Records of labeled points
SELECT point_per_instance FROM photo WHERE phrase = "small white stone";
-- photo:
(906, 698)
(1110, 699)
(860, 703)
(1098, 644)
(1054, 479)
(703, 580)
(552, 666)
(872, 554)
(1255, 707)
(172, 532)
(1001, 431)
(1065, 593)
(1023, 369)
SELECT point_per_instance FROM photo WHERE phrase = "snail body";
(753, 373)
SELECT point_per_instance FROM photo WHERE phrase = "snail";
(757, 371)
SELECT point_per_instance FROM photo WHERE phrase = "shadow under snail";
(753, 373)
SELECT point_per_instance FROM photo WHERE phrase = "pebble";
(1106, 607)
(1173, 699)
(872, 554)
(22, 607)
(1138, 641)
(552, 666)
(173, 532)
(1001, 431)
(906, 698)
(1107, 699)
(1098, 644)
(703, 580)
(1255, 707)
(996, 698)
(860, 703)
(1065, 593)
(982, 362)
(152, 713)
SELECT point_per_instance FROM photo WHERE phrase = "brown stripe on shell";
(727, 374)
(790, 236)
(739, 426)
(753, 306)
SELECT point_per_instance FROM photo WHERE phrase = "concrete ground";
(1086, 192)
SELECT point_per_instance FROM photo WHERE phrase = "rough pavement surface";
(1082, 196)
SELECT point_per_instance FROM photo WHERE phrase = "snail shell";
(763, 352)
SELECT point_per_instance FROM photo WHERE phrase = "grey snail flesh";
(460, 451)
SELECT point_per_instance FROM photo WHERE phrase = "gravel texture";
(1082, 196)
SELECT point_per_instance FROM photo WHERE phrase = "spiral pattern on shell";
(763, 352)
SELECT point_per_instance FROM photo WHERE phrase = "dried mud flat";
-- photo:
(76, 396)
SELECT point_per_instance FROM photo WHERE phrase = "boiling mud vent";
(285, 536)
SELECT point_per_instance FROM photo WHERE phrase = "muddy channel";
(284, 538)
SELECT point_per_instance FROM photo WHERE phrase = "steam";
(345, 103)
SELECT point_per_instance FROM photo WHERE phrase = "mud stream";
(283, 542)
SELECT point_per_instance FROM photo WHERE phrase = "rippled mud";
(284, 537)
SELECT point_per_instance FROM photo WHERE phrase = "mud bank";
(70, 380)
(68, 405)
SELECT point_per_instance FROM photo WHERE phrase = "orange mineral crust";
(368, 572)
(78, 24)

# Problem statement
Report each line of the items above that contains the string "snail". Matching is case-sensitive.

# Response to this exercise
SELECT point_per_instance FROM photo WHERE phrase = "snail body";
SELECT point_per_instance FROM photo WHERE phrase = "snail";
SELECT point_per_instance FROM photo WHERE phrase = "shadow under snail";
SELECT point_per_instance FROM photo WHERE phrase = "snail shell";
SELECT point_per_instance FROM photo WHERE phrase = "grey snail flesh";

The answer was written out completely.